WHAT IS NEEDED
Which lines of the entries contain the string "skyline"? Please find them and copy them.

EXTRACTED RECORDS
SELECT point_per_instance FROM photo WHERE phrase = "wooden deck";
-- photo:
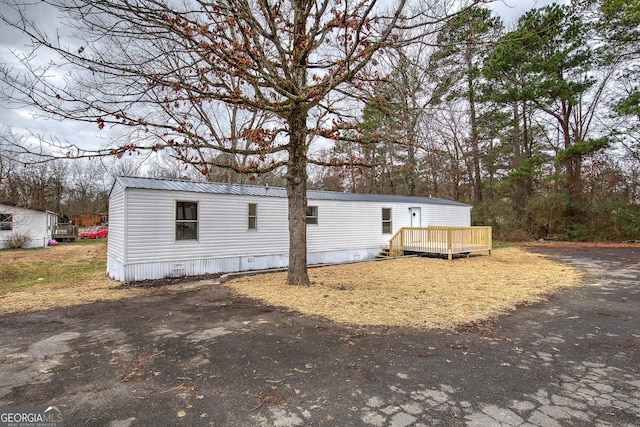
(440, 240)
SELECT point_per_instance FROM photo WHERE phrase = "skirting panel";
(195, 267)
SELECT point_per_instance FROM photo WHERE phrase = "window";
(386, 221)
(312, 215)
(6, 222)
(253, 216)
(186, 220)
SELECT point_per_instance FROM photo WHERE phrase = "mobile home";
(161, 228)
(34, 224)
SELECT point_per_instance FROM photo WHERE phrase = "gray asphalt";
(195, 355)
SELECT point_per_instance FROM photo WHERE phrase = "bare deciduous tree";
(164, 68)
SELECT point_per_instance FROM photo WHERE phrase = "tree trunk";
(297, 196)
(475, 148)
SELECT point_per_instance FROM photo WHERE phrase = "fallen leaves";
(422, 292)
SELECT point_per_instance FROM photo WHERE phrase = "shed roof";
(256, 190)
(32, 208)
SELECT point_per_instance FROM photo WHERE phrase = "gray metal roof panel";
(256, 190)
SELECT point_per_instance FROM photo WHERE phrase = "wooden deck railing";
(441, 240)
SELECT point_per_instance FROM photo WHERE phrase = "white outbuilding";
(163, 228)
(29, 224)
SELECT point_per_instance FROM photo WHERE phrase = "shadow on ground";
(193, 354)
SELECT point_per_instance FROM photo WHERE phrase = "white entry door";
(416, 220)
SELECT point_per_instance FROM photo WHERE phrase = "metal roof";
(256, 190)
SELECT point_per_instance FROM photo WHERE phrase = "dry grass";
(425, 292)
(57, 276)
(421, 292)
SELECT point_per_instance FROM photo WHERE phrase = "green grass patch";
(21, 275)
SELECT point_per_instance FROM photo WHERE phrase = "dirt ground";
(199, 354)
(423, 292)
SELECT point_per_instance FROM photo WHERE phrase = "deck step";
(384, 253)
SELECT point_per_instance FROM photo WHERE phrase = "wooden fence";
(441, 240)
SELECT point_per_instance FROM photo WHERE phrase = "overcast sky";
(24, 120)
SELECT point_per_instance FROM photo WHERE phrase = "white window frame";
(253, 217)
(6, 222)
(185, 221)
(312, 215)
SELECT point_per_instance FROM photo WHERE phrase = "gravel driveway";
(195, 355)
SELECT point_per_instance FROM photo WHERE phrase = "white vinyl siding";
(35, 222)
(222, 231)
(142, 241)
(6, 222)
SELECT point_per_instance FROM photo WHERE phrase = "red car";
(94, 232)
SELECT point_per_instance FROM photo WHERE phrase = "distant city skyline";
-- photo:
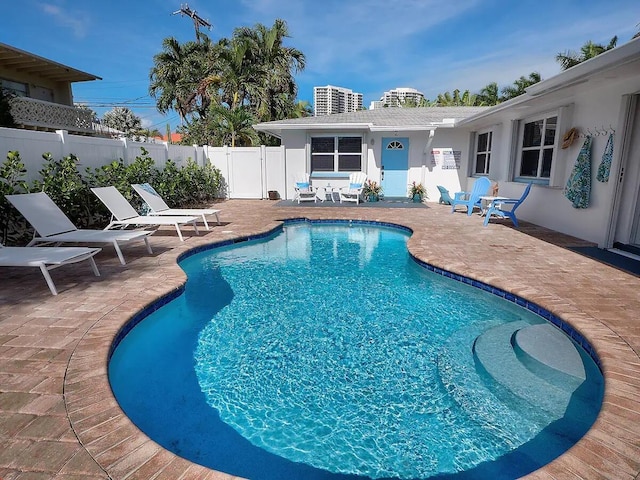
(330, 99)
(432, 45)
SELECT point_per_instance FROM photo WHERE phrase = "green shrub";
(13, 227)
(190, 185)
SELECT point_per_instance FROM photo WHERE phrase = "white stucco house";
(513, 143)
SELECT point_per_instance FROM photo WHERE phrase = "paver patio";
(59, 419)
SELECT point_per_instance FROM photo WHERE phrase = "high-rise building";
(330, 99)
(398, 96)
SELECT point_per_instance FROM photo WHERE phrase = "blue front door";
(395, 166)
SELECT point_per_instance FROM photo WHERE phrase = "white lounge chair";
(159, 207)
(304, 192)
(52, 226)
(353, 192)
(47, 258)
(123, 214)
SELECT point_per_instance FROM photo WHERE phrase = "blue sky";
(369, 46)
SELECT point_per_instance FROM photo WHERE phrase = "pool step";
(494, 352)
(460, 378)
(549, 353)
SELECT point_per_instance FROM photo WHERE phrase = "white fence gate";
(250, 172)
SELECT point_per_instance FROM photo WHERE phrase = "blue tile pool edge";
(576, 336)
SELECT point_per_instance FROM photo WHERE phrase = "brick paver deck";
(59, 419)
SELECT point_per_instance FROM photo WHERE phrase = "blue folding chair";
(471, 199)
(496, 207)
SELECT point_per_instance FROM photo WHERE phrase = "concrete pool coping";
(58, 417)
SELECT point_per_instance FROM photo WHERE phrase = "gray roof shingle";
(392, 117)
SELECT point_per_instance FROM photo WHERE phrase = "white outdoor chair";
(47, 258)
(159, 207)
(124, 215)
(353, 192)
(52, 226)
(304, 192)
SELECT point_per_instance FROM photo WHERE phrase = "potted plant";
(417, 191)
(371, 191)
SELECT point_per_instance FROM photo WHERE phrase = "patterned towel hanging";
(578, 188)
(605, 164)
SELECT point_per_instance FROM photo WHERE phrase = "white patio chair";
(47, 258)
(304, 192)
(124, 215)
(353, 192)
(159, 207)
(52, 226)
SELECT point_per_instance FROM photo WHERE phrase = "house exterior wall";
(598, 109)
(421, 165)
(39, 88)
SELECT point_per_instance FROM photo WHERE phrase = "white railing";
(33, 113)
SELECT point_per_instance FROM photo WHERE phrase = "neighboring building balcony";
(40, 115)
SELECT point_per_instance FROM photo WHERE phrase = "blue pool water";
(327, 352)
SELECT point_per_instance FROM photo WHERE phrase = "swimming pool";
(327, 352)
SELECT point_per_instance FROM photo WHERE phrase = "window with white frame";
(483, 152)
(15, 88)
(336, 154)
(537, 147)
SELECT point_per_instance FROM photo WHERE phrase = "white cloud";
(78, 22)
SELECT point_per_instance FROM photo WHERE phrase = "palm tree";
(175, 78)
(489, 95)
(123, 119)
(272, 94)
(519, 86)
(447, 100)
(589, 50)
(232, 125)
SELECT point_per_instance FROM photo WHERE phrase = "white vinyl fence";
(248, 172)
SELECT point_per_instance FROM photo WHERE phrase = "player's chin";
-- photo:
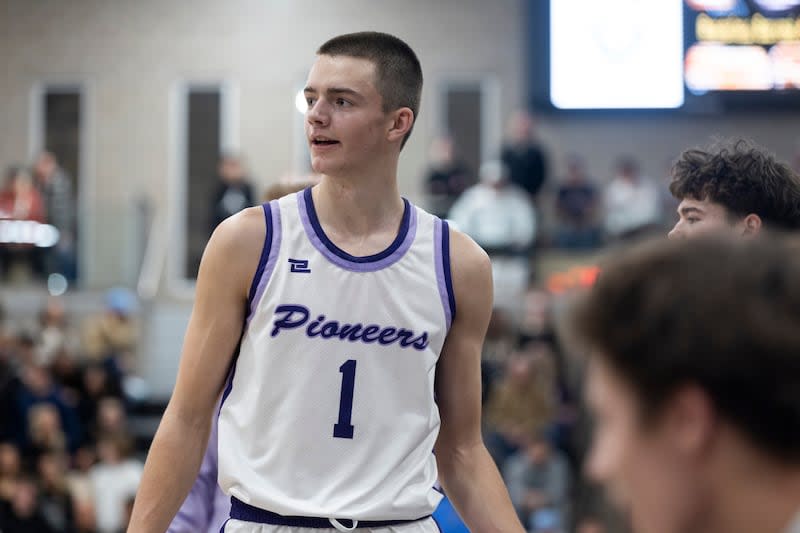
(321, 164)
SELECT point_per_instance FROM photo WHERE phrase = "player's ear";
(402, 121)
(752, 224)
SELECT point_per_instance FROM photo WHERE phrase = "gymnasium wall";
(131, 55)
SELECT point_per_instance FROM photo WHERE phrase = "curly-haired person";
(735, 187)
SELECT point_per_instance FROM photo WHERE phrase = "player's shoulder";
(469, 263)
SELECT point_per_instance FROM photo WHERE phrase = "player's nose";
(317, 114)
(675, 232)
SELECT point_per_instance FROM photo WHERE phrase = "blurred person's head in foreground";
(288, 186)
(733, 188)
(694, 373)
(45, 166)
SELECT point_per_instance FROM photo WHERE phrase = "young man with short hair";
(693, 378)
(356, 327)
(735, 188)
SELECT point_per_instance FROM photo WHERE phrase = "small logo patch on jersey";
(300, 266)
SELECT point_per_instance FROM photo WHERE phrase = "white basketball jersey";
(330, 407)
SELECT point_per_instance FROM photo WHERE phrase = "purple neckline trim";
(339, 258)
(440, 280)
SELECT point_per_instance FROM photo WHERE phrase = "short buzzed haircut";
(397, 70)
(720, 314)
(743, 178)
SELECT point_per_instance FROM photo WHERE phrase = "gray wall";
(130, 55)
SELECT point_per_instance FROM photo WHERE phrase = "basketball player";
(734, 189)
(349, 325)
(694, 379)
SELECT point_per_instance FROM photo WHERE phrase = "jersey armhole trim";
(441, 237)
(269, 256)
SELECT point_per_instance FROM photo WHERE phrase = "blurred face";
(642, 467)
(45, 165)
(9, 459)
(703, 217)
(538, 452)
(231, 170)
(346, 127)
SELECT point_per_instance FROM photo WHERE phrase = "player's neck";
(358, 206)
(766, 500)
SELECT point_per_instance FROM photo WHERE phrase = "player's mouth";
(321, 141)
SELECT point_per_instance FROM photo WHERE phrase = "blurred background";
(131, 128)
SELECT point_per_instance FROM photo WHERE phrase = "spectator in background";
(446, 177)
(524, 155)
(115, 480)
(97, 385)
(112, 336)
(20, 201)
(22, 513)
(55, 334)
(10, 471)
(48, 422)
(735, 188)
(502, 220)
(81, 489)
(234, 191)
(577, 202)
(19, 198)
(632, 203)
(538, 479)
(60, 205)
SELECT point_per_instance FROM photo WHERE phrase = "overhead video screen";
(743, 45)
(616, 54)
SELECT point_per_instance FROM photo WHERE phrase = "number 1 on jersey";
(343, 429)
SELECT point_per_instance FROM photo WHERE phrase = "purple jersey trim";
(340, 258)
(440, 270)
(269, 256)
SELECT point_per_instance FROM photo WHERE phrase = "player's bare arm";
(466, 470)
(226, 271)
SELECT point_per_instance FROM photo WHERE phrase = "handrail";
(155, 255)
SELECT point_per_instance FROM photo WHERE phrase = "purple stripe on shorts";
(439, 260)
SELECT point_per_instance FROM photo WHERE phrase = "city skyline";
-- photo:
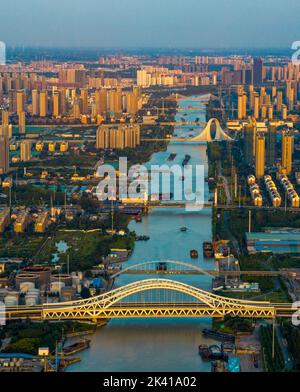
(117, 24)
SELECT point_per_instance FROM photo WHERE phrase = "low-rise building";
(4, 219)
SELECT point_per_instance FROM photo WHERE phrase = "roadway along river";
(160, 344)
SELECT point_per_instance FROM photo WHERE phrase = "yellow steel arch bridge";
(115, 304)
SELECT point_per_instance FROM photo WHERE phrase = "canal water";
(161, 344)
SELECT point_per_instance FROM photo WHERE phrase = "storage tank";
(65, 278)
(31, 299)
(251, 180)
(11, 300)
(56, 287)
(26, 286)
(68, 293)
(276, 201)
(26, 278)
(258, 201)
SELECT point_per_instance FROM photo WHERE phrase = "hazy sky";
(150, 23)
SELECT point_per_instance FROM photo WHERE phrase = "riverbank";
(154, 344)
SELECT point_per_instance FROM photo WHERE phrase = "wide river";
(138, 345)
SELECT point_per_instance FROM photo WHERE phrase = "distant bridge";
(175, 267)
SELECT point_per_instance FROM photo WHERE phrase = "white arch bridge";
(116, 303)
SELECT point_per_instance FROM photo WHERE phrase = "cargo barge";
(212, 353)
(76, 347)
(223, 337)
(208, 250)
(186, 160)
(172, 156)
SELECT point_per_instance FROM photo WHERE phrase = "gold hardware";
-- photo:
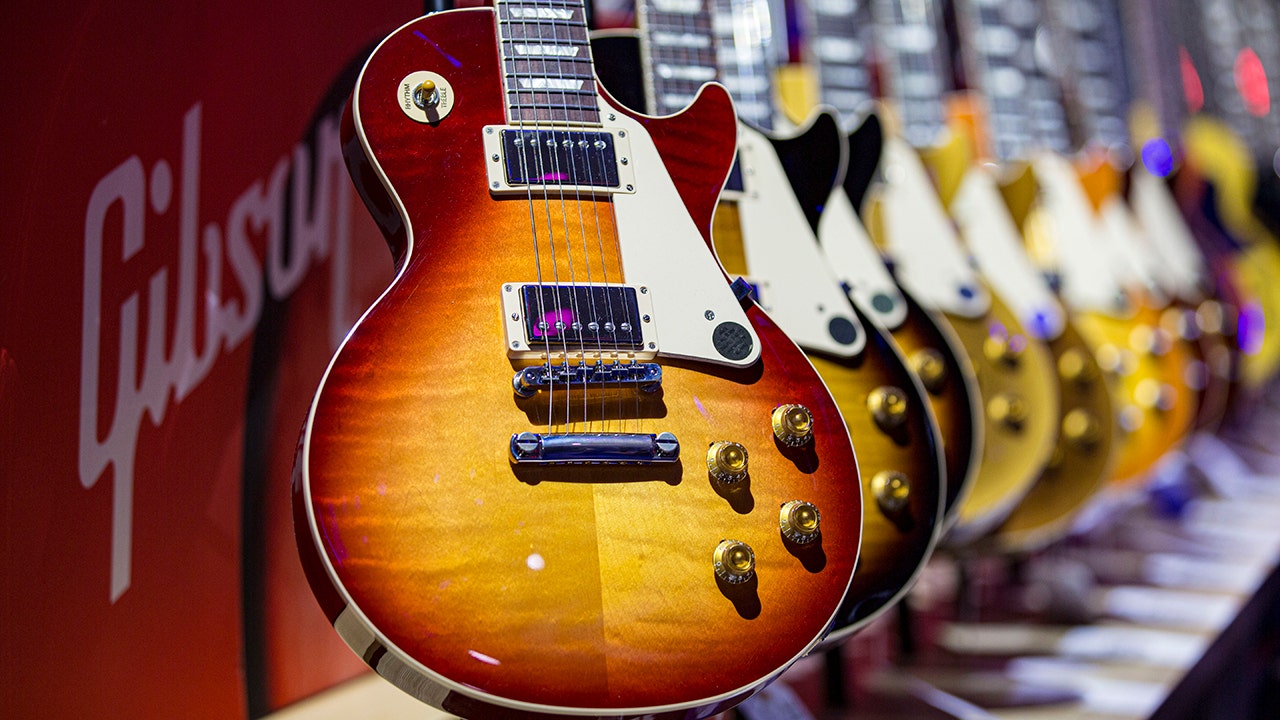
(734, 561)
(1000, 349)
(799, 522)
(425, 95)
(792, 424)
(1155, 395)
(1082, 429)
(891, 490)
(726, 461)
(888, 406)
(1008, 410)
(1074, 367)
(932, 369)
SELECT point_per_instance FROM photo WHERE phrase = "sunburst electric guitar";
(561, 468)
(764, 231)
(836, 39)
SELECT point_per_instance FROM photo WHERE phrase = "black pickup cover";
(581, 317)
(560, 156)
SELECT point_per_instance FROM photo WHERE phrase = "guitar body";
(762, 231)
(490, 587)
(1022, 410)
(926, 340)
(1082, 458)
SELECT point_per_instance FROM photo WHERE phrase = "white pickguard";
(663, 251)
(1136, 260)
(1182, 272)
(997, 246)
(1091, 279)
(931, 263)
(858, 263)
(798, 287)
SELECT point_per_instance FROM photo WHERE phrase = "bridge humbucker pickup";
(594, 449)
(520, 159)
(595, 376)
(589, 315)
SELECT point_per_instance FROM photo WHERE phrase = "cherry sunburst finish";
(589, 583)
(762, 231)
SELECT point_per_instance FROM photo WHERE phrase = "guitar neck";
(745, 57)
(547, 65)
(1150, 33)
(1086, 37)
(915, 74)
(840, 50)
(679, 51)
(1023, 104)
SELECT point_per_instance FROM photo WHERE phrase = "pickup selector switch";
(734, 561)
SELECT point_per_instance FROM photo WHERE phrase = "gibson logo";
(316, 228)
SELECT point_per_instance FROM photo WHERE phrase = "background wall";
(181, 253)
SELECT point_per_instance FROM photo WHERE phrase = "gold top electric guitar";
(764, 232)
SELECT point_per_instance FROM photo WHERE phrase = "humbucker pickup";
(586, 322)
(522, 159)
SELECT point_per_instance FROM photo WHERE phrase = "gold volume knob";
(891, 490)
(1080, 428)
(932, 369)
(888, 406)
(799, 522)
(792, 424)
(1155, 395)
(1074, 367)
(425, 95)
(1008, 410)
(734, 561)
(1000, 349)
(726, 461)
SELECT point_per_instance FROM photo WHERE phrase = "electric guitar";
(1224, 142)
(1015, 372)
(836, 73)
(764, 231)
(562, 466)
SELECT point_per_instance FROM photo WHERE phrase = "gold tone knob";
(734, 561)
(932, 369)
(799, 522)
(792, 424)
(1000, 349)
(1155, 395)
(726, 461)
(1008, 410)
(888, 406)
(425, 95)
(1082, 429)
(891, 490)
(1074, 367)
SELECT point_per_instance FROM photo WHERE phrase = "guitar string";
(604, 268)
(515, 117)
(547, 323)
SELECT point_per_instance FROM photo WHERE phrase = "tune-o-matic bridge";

OUTPUT OF THE TASK
SELECT point_per_instance FROM photo WHERE phrase = "distant city skyline";
SELECT point_per_instance FROM photo WHERE phrase = "city skyline";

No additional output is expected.